Hear me out: this is a good desire. It speaks to the parts of ourselves that are young. By that, I mean unpracticed, undeveloped, or simply vulnerable. We yearn for a supportive presence that will care for us the way a good parent does. Hopefully, you were parented well and can know what that feels like. But many of us have gaps in that experience because no parent is perfect.
If you approach a stranger (or even a loose acquaintance) with all your desire and hopes for someone to hold your hand and guide you through every step, you’ll likely come across too strong. It places an immense, often unspoken, pressure on the other person.
Find a guiding influence, step-by-step… Download the free worksheet that accompanies this post!
Temper all of that and try this process instead:
Step 1: Set realistic expectations for yourself and the relationship. So the first step is to spend some time with your desire for this kind of support and understand what that’s really about for you. You shouldn’t go into any relationship with the expectation that the other person can or will “fix” you (which sounds like a good motto for all relationships, frankly!). Understand that guidance is a collaborative process.
Step 2: Determine what specific insights or help you’re looking for. Next, it’s good to understand what you’re seeking. What specific challenge are you trying to solve? What particular area do you need help with? Is it a skill, a perspective, navigating a specific industry, or overcoming a particular mindset block? Then think about who in your existing network (or among those you admire from afar) has some expertise or experience in that field.

----------

Transcribe the passage on seeking guidance, from "Temper all of" down to "a collaborative process.", with no changes to its wording.

● **Information given**
----------

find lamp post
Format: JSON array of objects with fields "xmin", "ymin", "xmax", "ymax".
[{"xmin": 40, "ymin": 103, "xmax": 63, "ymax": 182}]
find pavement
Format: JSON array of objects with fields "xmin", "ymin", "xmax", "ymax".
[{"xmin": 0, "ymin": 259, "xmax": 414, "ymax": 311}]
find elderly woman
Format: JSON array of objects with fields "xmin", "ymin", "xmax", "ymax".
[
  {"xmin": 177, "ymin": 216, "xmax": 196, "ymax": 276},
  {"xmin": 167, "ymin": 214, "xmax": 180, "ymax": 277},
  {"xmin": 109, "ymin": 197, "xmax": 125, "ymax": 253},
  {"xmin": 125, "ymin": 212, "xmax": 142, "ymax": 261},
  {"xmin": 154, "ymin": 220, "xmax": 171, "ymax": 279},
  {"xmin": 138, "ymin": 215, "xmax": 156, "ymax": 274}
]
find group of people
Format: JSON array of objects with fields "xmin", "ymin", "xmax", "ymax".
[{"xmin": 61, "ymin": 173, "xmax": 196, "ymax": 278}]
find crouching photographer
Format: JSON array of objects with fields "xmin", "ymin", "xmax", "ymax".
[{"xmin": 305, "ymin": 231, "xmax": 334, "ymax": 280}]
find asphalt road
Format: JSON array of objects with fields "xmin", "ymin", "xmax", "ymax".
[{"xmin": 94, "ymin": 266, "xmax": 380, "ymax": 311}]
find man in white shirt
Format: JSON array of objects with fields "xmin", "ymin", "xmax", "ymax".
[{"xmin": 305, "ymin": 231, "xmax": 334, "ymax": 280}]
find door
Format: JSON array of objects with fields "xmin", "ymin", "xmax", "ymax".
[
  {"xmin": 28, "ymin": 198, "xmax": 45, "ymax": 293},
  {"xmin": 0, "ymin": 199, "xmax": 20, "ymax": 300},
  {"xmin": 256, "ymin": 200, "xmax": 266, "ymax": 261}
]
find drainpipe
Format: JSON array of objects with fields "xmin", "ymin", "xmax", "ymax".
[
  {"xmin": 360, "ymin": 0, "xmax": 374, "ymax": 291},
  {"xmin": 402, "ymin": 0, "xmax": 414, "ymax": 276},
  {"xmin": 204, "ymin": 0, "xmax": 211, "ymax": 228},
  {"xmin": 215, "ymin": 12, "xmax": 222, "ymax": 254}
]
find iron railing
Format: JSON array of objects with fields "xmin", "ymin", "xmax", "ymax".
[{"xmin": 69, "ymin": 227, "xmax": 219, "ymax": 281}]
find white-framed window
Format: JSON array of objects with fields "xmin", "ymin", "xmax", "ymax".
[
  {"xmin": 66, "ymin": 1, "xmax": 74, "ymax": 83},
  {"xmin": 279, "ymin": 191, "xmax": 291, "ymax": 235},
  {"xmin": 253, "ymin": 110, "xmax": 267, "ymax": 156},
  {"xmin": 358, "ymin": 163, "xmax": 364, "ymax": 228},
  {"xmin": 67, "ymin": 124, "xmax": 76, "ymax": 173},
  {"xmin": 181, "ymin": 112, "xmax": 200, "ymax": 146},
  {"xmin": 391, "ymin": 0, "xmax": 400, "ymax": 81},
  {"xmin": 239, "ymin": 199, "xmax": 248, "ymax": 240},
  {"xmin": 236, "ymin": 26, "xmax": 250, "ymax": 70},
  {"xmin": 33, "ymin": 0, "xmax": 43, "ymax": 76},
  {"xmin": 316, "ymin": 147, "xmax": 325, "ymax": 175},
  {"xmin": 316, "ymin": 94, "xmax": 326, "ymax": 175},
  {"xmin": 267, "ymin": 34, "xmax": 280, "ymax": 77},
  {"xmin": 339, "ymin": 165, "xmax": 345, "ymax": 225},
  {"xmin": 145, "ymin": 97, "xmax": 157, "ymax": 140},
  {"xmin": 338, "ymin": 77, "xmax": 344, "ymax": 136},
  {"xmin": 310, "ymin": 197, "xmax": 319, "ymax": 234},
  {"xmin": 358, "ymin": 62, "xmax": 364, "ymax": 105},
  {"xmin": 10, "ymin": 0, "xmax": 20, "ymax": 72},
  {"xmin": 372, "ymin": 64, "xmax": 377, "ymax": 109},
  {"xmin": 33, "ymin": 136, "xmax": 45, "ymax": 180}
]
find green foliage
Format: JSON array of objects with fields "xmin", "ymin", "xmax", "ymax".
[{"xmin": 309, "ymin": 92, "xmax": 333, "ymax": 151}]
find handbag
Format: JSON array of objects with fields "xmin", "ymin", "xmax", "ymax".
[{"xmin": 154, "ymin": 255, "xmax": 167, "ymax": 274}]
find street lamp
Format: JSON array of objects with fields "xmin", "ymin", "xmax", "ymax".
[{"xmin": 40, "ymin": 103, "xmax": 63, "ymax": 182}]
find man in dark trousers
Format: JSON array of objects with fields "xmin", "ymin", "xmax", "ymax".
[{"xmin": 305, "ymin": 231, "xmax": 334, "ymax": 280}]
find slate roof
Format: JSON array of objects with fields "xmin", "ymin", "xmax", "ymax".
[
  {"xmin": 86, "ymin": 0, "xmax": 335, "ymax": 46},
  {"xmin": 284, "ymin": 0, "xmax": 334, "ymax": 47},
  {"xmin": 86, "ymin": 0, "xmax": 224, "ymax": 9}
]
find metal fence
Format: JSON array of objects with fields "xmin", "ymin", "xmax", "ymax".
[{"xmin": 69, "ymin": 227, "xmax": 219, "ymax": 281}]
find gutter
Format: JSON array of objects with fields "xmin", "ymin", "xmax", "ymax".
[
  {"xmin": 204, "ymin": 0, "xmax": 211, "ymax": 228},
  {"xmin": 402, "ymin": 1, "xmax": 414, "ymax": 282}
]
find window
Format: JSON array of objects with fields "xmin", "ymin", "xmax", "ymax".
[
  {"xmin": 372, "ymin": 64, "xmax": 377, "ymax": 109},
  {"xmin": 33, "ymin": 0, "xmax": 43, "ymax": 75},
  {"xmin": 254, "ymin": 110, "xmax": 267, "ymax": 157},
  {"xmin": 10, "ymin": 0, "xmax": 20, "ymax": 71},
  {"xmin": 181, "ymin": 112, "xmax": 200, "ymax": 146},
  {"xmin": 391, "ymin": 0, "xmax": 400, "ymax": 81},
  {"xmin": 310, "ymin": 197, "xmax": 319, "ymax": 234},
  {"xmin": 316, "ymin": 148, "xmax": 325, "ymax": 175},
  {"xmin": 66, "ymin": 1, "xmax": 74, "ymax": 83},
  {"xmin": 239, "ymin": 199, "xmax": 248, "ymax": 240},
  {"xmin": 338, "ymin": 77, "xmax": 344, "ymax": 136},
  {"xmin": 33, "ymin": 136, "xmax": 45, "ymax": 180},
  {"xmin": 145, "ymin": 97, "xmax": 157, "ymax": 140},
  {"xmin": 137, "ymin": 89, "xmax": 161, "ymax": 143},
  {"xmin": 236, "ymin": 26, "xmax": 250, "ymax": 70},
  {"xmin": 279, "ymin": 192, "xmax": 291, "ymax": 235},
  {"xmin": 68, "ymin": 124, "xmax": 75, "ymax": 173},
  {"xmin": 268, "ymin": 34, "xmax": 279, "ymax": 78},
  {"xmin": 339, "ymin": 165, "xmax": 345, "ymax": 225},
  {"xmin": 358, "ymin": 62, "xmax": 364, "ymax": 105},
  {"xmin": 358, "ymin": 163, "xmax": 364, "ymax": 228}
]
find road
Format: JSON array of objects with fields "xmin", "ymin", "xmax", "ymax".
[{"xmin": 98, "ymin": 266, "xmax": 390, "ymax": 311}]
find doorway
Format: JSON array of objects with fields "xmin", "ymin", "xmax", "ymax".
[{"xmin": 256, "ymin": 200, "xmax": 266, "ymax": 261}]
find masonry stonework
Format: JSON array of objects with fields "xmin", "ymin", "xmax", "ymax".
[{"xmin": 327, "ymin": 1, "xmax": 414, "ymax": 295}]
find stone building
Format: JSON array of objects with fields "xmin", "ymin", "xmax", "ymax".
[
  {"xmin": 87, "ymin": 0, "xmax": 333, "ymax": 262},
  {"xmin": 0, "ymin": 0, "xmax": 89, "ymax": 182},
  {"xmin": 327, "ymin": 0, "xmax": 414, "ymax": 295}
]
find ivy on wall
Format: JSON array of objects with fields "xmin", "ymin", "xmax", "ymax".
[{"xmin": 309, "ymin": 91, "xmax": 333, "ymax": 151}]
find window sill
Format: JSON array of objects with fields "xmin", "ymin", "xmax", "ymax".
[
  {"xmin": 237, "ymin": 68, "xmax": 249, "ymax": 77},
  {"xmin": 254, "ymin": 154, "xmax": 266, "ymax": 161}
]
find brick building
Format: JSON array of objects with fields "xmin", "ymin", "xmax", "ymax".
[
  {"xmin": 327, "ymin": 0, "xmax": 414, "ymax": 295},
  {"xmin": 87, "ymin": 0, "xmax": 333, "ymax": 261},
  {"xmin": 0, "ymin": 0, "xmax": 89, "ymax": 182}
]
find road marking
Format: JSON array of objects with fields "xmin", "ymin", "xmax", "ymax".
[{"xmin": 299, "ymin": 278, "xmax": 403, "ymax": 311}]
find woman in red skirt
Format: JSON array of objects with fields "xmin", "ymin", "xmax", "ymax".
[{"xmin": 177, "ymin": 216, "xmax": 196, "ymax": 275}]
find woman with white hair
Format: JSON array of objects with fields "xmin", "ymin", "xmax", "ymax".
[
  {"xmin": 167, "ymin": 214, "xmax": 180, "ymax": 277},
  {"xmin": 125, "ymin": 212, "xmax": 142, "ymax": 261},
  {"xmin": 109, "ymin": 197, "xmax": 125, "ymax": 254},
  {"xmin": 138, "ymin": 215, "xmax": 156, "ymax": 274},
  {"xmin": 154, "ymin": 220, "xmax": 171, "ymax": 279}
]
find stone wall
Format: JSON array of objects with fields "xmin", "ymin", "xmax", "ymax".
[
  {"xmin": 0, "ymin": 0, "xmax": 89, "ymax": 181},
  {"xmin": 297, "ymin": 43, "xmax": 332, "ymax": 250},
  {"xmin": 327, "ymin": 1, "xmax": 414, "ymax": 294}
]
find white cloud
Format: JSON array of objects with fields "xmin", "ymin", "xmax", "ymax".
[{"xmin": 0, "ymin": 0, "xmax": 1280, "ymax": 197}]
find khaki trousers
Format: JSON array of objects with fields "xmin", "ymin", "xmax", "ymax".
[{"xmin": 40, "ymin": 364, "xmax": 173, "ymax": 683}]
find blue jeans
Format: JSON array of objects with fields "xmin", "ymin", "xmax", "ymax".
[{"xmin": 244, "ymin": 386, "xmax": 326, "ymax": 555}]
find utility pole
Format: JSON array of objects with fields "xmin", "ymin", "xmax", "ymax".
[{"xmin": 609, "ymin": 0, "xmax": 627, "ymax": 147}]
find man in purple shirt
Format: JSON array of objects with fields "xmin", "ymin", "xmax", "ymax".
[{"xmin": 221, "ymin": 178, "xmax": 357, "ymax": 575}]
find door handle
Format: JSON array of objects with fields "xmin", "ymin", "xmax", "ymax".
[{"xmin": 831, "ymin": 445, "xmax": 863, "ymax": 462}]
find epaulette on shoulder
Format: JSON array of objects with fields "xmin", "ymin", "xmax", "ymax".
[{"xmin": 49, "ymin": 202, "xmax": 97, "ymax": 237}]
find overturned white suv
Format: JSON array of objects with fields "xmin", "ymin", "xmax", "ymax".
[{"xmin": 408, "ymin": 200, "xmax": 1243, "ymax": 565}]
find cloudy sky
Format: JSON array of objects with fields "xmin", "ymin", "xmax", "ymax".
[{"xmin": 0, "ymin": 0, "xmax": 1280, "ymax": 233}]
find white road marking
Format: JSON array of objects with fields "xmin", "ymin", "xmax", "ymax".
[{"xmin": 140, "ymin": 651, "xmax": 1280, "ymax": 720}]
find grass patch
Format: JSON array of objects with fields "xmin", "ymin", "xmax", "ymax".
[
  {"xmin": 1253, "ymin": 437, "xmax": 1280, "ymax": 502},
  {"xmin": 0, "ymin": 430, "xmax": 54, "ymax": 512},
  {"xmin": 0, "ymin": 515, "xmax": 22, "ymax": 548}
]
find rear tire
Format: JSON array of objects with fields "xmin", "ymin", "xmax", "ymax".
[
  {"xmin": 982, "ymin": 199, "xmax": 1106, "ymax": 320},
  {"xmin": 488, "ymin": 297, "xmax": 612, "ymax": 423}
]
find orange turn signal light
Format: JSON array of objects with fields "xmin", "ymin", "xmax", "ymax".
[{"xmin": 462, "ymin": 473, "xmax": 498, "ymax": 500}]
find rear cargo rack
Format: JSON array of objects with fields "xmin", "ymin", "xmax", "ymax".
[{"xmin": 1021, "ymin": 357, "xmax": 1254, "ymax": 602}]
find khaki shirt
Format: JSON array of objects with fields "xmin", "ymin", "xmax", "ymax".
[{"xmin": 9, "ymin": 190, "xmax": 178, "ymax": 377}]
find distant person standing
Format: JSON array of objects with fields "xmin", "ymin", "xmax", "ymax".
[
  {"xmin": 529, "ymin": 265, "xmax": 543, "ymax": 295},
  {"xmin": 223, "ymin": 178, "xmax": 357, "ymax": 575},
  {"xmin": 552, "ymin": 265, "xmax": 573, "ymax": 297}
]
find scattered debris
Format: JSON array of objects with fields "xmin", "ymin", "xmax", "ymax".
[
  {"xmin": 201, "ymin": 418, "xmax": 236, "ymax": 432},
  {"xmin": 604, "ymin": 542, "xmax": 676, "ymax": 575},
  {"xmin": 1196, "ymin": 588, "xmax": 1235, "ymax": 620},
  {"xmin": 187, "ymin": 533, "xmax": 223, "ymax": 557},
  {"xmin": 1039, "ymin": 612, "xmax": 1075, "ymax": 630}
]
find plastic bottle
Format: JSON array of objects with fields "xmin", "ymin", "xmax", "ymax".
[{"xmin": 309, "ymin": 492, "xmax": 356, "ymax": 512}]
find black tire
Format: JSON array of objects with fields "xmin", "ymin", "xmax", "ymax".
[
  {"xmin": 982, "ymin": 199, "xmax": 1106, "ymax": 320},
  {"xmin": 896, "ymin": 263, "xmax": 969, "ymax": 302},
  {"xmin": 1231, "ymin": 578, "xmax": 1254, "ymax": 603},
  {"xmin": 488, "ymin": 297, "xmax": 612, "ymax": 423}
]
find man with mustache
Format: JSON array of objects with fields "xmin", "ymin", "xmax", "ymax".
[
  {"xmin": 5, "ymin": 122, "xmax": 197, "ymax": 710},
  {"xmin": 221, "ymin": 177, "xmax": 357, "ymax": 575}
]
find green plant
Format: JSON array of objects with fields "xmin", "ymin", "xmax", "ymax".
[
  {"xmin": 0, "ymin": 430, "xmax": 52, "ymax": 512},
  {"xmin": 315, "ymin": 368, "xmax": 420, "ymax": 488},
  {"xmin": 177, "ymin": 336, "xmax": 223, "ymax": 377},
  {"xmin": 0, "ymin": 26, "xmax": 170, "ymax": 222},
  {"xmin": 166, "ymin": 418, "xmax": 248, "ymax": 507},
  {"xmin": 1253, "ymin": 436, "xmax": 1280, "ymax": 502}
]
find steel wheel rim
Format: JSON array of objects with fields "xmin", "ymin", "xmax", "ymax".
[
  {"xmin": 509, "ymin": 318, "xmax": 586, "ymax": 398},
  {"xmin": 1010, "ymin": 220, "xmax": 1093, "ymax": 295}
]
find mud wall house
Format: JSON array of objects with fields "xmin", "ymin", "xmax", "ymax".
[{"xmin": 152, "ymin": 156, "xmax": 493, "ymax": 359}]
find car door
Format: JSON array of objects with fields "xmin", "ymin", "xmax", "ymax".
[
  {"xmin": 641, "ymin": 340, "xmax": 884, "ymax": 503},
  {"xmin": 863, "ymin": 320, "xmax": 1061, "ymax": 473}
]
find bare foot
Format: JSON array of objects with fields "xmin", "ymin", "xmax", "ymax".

----------

● **Answer section**
Temper all of that and try this process instead:
Step 1: Set realistic expectations for yourself and the relationship. So the first step is to spend some time with your desire for this kind of support and understand what that’s really about for you. You shouldn’t go into any relationship with the expectation that the other person can or will “fix” you (which sounds like a good motto for all relationships, frankly!). Understand that guidance is a collaborative process.